§ REQUIRED TASK: Recast the listing below as a numbered list, one item per line, leaving out any blank lines.

[begin RECORDS SHOWN]

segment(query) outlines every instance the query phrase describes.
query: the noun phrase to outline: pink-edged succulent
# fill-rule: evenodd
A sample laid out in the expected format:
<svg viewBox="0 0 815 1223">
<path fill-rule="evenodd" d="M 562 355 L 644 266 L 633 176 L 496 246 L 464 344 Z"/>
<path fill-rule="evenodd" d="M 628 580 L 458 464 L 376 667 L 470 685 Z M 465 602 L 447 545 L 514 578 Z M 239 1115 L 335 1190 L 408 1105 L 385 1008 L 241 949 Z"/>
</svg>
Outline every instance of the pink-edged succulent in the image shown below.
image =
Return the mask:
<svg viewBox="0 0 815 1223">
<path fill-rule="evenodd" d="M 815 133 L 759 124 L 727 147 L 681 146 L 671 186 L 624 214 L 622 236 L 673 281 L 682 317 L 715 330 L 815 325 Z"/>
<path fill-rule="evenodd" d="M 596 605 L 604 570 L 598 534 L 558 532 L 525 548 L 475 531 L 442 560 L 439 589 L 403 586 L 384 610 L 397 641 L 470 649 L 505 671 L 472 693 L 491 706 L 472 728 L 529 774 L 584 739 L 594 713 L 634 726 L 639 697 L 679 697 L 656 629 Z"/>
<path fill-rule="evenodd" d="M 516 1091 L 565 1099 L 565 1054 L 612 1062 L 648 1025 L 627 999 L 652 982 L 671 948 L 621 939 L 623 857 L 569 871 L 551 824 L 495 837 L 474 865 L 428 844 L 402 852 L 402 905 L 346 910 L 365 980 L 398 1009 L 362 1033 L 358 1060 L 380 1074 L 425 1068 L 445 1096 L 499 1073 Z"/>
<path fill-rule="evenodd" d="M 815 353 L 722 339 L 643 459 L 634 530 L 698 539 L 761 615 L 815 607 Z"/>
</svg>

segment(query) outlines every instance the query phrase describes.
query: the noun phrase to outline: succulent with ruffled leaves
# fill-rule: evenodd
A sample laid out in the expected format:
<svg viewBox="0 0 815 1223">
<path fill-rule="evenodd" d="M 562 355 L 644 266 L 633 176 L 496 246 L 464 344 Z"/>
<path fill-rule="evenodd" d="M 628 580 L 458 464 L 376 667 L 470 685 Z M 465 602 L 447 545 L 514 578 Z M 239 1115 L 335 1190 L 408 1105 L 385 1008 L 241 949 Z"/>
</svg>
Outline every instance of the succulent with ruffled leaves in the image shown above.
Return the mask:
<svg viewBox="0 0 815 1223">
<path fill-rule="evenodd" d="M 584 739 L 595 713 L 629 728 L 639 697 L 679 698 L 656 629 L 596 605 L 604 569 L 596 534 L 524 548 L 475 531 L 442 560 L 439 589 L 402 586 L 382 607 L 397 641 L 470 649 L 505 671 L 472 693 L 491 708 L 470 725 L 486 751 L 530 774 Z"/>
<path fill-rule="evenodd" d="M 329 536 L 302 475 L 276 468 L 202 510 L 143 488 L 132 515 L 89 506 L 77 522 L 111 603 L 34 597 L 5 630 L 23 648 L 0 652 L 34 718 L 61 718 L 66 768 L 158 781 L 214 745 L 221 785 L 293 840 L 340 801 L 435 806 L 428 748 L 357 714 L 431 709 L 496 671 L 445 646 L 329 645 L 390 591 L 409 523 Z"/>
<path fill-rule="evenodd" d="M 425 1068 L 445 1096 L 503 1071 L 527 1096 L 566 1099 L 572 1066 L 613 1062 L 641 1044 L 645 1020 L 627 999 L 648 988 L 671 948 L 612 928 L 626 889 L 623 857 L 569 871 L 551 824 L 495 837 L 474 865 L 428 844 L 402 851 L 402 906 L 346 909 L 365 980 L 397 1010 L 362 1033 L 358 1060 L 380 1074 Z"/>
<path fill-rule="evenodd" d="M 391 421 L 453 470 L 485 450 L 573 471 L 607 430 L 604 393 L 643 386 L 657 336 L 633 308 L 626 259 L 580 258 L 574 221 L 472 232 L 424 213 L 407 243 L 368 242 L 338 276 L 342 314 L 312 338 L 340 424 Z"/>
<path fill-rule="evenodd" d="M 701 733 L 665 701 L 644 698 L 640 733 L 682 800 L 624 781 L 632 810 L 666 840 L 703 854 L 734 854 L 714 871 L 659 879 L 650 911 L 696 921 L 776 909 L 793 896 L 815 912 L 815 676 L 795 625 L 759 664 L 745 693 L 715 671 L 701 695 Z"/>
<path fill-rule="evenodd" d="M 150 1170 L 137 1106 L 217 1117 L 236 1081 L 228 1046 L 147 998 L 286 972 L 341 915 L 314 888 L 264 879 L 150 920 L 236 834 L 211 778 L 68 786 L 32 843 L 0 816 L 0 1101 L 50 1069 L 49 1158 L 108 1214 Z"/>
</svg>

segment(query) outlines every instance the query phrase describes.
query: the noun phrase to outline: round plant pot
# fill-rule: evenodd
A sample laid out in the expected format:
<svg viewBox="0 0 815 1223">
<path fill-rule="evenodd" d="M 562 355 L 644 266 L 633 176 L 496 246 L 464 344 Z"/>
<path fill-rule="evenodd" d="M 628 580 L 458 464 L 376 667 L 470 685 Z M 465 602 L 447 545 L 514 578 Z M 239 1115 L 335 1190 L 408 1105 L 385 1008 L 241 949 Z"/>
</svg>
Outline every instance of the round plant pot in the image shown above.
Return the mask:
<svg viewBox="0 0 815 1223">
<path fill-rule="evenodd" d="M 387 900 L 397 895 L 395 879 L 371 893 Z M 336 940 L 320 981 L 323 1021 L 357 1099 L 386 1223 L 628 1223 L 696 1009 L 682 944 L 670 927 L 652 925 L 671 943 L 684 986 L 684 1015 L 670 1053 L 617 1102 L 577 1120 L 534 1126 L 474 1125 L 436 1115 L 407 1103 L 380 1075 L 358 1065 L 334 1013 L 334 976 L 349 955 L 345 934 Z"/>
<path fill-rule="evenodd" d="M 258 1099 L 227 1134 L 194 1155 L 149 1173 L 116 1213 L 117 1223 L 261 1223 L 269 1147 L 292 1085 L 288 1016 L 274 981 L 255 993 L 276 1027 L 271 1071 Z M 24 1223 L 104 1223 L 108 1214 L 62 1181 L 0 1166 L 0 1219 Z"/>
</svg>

[end RECORDS SHOWN]

§ EXERCISE RESPONSE:
1. segment(query) outlines every instance the query phrase describes.
2. query: the noun phrase to outline: pink-edged succulent
3. # fill-rule: evenodd
4. A sample laid out in the expected format:
5. <svg viewBox="0 0 815 1223">
6. <path fill-rule="evenodd" d="M 562 355 L 644 266 L 633 176 L 496 246 L 464 344 Z"/>
7. <path fill-rule="evenodd" d="M 628 580 L 458 464 L 376 667 L 470 685 Z M 465 602 L 447 545 L 514 578 Z M 239 1115 L 335 1190 L 408 1105 L 385 1008 L 241 949 Z"/>
8. </svg>
9. Outline every instance of the pink-edged succulent in the image shown below.
10. image =
11. Return the mask:
12. <svg viewBox="0 0 815 1223">
13. <path fill-rule="evenodd" d="M 815 133 L 759 124 L 727 147 L 681 146 L 671 186 L 624 214 L 622 236 L 673 281 L 682 317 L 715 330 L 815 325 Z"/>
14. <path fill-rule="evenodd" d="M 596 605 L 604 570 L 598 534 L 558 532 L 525 548 L 475 531 L 442 560 L 439 589 L 403 586 L 384 610 L 397 641 L 470 649 L 505 671 L 472 693 L 491 706 L 472 728 L 529 774 L 584 739 L 594 713 L 634 726 L 639 697 L 679 697 L 656 629 Z"/>
15. <path fill-rule="evenodd" d="M 516 1091 L 565 1099 L 565 1054 L 612 1062 L 648 1025 L 627 999 L 652 982 L 671 948 L 621 939 L 623 857 L 569 871 L 551 824 L 495 837 L 474 865 L 428 844 L 402 852 L 402 905 L 346 910 L 365 980 L 398 1009 L 362 1033 L 358 1060 L 380 1074 L 425 1068 L 445 1096 L 499 1073 Z"/>
16. <path fill-rule="evenodd" d="M 815 353 L 722 339 L 643 459 L 634 530 L 698 539 L 761 615 L 815 607 Z"/>
17. </svg>
18. segment(query) outlines every instance the query phrase describes.
19. query: the noun phrase to outline: succulent with ruffled leaves
20. # fill-rule: evenodd
21. A sample laid out in the expected format:
22. <svg viewBox="0 0 815 1223">
23. <path fill-rule="evenodd" d="M 562 355 L 644 266 L 633 176 L 496 246 L 464 344 Z"/>
24. <path fill-rule="evenodd" d="M 628 580 L 458 464 L 376 667 L 470 685 Z M 465 602 L 447 545 L 514 578 Z M 239 1115 L 335 1190 L 408 1105 L 385 1008 L 241 949 Z"/>
25. </svg>
26. Outline every instance of the succulent with ruffled leaves in the image shown above.
27. Return the mask:
28. <svg viewBox="0 0 815 1223">
29. <path fill-rule="evenodd" d="M 584 739 L 595 713 L 629 728 L 639 697 L 679 698 L 656 629 L 596 605 L 604 569 L 596 534 L 524 548 L 475 531 L 442 560 L 439 589 L 402 586 L 382 607 L 397 641 L 470 649 L 505 671 L 472 693 L 491 708 L 470 725 L 486 751 L 530 774 Z"/>
30. <path fill-rule="evenodd" d="M 329 536 L 302 475 L 276 468 L 202 510 L 143 488 L 132 515 L 89 506 L 77 522 L 111 603 L 34 597 L 5 630 L 23 648 L 0 652 L 34 718 L 61 718 L 66 768 L 158 781 L 214 745 L 221 785 L 293 840 L 340 801 L 435 806 L 428 748 L 357 714 L 431 709 L 496 671 L 445 646 L 329 645 L 390 591 L 409 523 Z"/>
31. <path fill-rule="evenodd" d="M 425 1068 L 445 1096 L 503 1071 L 527 1096 L 566 1099 L 572 1066 L 613 1062 L 641 1044 L 645 1020 L 627 999 L 648 988 L 671 948 L 612 928 L 626 889 L 623 857 L 569 871 L 551 824 L 495 837 L 474 865 L 428 844 L 402 851 L 402 906 L 346 909 L 365 980 L 397 1010 L 362 1033 L 358 1060 L 380 1074 Z"/>
32. <path fill-rule="evenodd" d="M 391 421 L 453 470 L 485 450 L 573 471 L 607 430 L 604 393 L 643 386 L 657 336 L 633 308 L 626 259 L 580 258 L 574 221 L 472 232 L 424 213 L 407 243 L 368 242 L 338 276 L 342 314 L 312 338 L 340 424 Z"/>
33. <path fill-rule="evenodd" d="M 701 733 L 665 701 L 644 698 L 640 733 L 682 800 L 624 781 L 632 810 L 666 840 L 703 854 L 734 854 L 714 871 L 659 879 L 650 911 L 696 921 L 776 909 L 793 896 L 815 912 L 815 676 L 795 625 L 759 664 L 745 693 L 715 671 L 701 695 Z"/>
34. <path fill-rule="evenodd" d="M 150 1170 L 137 1106 L 217 1117 L 236 1081 L 228 1046 L 147 998 L 286 972 L 341 915 L 314 888 L 264 879 L 150 920 L 236 834 L 211 778 L 68 786 L 32 843 L 0 816 L 0 1101 L 50 1069 L 49 1158 L 108 1214 Z"/>
35. </svg>
36. segment(query) outlines every instance the query phrase describes.
37. query: the noun phrase to outline: round plant pot
38. # fill-rule: evenodd
39. A sample laid out in the expected format:
40. <svg viewBox="0 0 815 1223">
41. <path fill-rule="evenodd" d="M 562 355 L 644 266 L 633 176 L 496 246 L 464 344 Z"/>
42. <path fill-rule="evenodd" d="M 628 580 L 458 464 L 376 667 L 470 685 Z M 465 602 L 447 545 L 514 578 Z M 239 1115 L 335 1190 L 408 1105 L 385 1008 L 241 949 Z"/>
43. </svg>
44. Outline every instance of the round plant pot in the image shown above.
45. Return the mask:
46. <svg viewBox="0 0 815 1223">
47. <path fill-rule="evenodd" d="M 387 900 L 397 895 L 395 879 L 371 893 Z M 336 940 L 320 981 L 323 1021 L 357 1099 L 386 1223 L 628 1223 L 696 1009 L 682 944 L 670 927 L 652 925 L 671 943 L 684 986 L 684 1015 L 670 1053 L 617 1102 L 577 1120 L 534 1126 L 474 1125 L 436 1115 L 407 1103 L 380 1075 L 358 1065 L 334 1013 L 334 976 L 349 955 L 345 934 Z"/>
48. <path fill-rule="evenodd" d="M 258 1099 L 227 1134 L 194 1155 L 149 1173 L 116 1213 L 117 1223 L 261 1223 L 269 1147 L 292 1085 L 288 1016 L 274 981 L 255 993 L 276 1027 L 271 1071 Z M 24 1223 L 104 1223 L 108 1214 L 62 1181 L 0 1166 L 0 1219 Z"/>
49. </svg>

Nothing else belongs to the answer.